OBJECTIVE> Duplicate the song description below in full, keeping every word and line unchanged.

-------- DOCUMENT EXTRACT --------

Song by Juno Reactor and Don Davis

from the album The Matrix Reloaded: The Album and Labyrinth
- Released: 29 April 2003 (soundtrack); 26 October 2004 (album);
- Studio: The Paramour, Fox Soundstage and O'Henry's in Los Angeles Ridge Farm Studio in Rusper, West Sussex
- Genre: Goa trance; film score;
- Length: 10:08 (soundtrack version); 4:45 (album version);
- Songwriter: Ben Watkins
- Producers: Ben Watkins; Don Davis;

= Mona Lisa Overdrive (song) =

"Mona Lisa Overdrive" is a composition in B-flat minor, featured in the movie The Matrix Reloaded, during the highway chase scene. It is written by Don Davis in collaboration with the electronica act Juno Reactor, representing a blend of film score music and trance. The track is the fifth entry in the second CD in the film soundtrack, released on 15 May 2003.

-------- DATA LISTING --------

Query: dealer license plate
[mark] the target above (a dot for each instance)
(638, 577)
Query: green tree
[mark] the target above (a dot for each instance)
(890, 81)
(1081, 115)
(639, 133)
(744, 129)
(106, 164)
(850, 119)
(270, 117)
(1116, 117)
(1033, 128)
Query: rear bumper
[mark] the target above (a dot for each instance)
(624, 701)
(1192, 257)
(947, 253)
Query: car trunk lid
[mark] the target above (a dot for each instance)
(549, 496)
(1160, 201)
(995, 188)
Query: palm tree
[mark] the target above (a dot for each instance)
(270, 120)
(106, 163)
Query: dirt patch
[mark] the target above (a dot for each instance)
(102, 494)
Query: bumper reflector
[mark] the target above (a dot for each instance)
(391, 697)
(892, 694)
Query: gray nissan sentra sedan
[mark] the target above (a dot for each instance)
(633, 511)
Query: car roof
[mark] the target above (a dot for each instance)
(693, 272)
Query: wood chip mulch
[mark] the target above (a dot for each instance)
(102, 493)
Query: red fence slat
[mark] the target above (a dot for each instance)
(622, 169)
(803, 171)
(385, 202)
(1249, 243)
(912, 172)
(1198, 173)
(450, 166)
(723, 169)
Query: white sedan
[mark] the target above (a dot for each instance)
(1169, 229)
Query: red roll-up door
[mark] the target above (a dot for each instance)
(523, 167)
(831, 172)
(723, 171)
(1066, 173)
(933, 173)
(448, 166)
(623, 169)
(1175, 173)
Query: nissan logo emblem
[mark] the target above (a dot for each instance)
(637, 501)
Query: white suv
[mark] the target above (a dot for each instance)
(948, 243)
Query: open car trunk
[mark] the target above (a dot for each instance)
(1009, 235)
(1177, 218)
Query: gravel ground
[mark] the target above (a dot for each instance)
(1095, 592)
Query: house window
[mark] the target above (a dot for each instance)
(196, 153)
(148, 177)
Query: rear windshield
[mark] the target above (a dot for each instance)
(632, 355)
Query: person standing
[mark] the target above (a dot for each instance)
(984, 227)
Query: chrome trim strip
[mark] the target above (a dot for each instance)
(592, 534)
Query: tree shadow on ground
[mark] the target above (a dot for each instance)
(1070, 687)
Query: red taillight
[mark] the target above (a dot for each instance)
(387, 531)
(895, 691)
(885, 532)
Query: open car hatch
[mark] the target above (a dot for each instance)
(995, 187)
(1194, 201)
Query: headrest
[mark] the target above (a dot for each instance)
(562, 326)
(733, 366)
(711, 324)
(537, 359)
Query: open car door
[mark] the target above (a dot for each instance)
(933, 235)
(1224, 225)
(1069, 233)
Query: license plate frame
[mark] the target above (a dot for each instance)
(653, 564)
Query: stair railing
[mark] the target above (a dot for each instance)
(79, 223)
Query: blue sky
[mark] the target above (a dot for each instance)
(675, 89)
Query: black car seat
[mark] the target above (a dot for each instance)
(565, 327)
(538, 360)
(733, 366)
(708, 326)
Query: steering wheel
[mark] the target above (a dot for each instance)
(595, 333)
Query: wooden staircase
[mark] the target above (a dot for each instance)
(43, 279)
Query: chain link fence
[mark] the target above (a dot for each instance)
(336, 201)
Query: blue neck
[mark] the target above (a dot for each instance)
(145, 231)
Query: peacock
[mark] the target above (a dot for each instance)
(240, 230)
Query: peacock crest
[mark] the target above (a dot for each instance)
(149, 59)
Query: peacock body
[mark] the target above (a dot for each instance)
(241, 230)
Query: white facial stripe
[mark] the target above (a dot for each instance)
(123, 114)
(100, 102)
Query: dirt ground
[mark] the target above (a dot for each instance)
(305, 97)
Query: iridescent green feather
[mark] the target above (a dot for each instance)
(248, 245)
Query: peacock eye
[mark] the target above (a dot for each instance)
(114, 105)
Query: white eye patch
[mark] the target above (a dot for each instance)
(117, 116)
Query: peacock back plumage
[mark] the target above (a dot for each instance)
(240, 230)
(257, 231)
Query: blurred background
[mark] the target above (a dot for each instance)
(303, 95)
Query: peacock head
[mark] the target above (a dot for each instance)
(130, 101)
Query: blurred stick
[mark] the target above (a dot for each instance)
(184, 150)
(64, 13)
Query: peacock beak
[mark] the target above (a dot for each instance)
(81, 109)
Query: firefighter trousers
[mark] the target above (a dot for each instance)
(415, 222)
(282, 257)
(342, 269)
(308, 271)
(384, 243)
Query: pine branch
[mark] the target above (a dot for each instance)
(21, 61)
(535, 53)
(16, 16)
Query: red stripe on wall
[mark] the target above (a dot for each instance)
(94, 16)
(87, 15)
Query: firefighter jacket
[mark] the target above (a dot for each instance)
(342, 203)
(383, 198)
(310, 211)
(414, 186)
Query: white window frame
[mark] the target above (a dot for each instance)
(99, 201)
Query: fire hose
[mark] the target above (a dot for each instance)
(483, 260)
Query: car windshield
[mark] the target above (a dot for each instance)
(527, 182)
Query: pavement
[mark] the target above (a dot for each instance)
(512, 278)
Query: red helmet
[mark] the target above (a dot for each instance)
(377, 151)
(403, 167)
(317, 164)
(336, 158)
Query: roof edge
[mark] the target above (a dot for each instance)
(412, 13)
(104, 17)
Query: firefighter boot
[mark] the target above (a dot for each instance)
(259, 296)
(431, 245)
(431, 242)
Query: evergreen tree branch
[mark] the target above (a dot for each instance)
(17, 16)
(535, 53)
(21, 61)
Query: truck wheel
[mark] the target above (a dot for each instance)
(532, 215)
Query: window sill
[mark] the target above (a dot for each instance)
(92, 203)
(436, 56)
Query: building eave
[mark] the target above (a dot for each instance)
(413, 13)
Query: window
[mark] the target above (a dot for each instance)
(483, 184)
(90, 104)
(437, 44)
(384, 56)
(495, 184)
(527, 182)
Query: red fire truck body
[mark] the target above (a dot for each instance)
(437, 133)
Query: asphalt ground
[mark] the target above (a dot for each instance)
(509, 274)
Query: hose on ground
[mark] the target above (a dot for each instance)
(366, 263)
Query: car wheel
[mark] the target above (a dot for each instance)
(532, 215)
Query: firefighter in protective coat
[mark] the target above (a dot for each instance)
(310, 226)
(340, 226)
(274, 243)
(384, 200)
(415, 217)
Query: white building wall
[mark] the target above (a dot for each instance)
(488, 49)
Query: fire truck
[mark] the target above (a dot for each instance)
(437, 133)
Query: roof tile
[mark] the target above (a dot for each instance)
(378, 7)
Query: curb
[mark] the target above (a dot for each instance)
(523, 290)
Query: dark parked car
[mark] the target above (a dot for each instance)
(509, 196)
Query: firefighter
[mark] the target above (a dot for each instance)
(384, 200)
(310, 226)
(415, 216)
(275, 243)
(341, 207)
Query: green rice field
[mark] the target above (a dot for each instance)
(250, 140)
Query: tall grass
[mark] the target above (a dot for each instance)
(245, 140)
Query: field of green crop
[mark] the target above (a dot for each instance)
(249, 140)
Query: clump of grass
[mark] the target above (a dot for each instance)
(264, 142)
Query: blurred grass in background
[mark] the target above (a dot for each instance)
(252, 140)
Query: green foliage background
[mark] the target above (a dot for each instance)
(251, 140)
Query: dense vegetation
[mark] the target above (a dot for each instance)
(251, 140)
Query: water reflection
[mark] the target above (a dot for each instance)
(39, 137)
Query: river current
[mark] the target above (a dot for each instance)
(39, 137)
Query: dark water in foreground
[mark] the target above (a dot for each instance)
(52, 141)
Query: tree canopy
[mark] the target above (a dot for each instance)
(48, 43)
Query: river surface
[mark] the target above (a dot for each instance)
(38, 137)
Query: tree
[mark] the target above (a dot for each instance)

--------

SOLUTION FOR THIS EXERCISE>
Song by Juno Reactor and Don Davis

from the album The Matrix Reloaded: The Album and Labyrinth
- Released: 29 April 2003 (soundtrack); 26 October 2004 (album);
- Studio: The Paramour, Fox Soundstage and O'Henry's in Los Angeles Ridge Farm Studio in Rusper, West Sussex
- Genre: Goa trance; film score;
- Length: 10:08 (soundtrack version); 4:45 (album version);
- Songwriter: Ben Watkins
- Producers: Ben Watkins; Don Davis;

= Mona Lisa Overdrive (song) =

"Mona Lisa Overdrive" is a composition in B-flat minor, featured in the movie The Matrix Reloaded, during the highway chase scene. It is written by Don Davis in collaboration with the electronica act Juno Reactor, representing a blend of film score music and trance. The track is the fifth entry in the second CD in the film soundtrack, released on 15 May 2003.